PASSAGE TO READ -
══════════════════════════════

Difference between maven compiletime and runtime
Imagine you are deploying your application to a Java EE compliant server. The server provides all libraries implementing the Java EE standard, so you don't need to deploy them with your application.
During development, you will need the Java EE libraries with the compile time scope, since you need to compile the classes.
During the runtime however the dependencies are provided by the application server. Maven uses the 'provided' scope for such cases.
The following is taken from the maven documentation
compile
This is the default scope, used if none is specified. Compile dependencies are available in all classpaths of a project. Furthermore, those dependencies are propagated to dependent projects.
runtime
This scope indicates that the dependency is not required for compilation, but is for execution. It is in the runtime and test classpaths, but not the compile classpath.

══════════════════════════════

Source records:

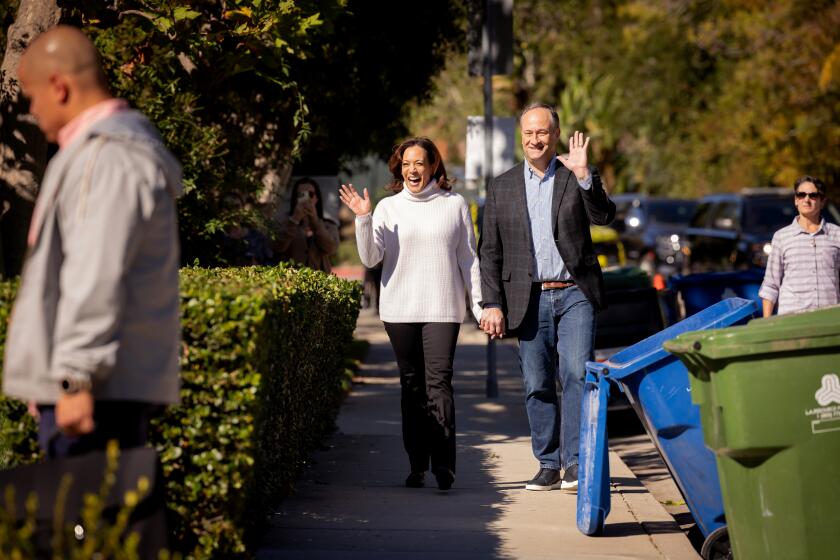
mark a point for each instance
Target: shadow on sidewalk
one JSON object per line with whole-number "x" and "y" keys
{"x": 351, "y": 501}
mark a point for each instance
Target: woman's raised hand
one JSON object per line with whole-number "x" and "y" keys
{"x": 348, "y": 195}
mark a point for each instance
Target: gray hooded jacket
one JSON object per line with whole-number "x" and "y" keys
{"x": 99, "y": 294}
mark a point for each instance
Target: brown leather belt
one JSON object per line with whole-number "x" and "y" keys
{"x": 557, "y": 285}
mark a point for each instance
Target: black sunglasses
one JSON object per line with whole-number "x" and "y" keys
{"x": 813, "y": 196}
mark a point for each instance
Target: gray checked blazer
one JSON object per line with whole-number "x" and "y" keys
{"x": 506, "y": 250}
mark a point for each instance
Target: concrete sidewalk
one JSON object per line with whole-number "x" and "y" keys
{"x": 352, "y": 503}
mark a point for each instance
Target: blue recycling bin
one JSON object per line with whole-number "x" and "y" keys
{"x": 699, "y": 291}
{"x": 657, "y": 385}
{"x": 593, "y": 502}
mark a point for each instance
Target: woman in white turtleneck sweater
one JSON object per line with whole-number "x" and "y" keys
{"x": 424, "y": 237}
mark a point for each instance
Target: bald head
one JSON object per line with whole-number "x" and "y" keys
{"x": 61, "y": 74}
{"x": 64, "y": 50}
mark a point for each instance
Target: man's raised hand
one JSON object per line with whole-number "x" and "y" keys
{"x": 577, "y": 159}
{"x": 359, "y": 205}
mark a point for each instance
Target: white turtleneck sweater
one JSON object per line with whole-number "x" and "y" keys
{"x": 427, "y": 244}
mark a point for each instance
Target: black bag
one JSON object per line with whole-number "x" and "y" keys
{"x": 148, "y": 518}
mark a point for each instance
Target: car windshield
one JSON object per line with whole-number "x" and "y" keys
{"x": 767, "y": 214}
{"x": 677, "y": 212}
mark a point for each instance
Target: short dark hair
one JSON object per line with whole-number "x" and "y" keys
{"x": 809, "y": 179}
{"x": 555, "y": 120}
{"x": 435, "y": 162}
{"x": 319, "y": 206}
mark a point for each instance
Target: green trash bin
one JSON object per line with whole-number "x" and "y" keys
{"x": 769, "y": 398}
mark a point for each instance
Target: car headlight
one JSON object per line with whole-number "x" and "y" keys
{"x": 668, "y": 245}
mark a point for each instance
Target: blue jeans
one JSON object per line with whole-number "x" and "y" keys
{"x": 555, "y": 341}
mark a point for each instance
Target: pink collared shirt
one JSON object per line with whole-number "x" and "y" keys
{"x": 69, "y": 132}
{"x": 87, "y": 118}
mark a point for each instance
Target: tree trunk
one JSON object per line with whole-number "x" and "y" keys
{"x": 23, "y": 148}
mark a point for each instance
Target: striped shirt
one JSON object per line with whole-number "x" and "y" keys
{"x": 803, "y": 271}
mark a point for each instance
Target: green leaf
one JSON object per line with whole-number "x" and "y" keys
{"x": 183, "y": 12}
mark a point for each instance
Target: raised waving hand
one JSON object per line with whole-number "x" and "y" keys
{"x": 577, "y": 159}
{"x": 358, "y": 204}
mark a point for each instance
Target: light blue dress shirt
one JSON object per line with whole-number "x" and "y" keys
{"x": 539, "y": 191}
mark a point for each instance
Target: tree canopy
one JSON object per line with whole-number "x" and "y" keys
{"x": 680, "y": 96}
{"x": 242, "y": 89}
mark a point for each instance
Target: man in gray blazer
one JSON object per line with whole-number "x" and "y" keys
{"x": 541, "y": 281}
{"x": 94, "y": 340}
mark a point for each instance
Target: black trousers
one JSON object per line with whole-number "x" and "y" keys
{"x": 425, "y": 352}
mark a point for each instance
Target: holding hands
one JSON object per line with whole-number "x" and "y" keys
{"x": 493, "y": 322}
{"x": 577, "y": 159}
{"x": 360, "y": 206}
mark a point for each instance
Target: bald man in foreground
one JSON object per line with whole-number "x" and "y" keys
{"x": 94, "y": 338}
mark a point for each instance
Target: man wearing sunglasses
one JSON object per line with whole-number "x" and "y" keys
{"x": 803, "y": 271}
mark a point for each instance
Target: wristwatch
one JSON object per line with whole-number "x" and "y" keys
{"x": 73, "y": 385}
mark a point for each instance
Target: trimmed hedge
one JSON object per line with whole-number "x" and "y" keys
{"x": 263, "y": 374}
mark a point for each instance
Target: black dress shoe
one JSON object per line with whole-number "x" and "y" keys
{"x": 445, "y": 478}
{"x": 415, "y": 480}
{"x": 545, "y": 479}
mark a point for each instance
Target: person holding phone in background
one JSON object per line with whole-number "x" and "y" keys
{"x": 306, "y": 237}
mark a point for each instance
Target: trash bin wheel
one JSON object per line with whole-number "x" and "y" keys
{"x": 716, "y": 546}
{"x": 593, "y": 527}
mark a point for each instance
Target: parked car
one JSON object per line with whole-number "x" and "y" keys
{"x": 733, "y": 231}
{"x": 608, "y": 247}
{"x": 652, "y": 229}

══════════════════════════════

WHAT TO WORK ON -
1/ Reproduce the portion of the Maven scopes passage between "During development, you" and "to dependent projects.", inclusive.
2/ Restate the paragraph of the Maven scopes passage that begins "This is the default scope" as a short bulleted list that keeps its main facts.

ANSWERS BY TASK -
1/
During development, you will need the Java EE libraries with the compile time scope, since you need to compile the classes.
During the runtime however the dependencies are provided by the application server. Maven uses the 'provided' scope for such cases.
The following is taken from the maven documentation
compile
This is the default scope, used if none is specified. Compile dependencies are available in all classpaths of a project. Furthermore, those dependencies are propagated to dependent projects.

2/
- It is the default scope, applied when no scope is specified.
- Compile dependencies are available in all classpaths of a project.
- These dependencies are also propagated to dependent projects.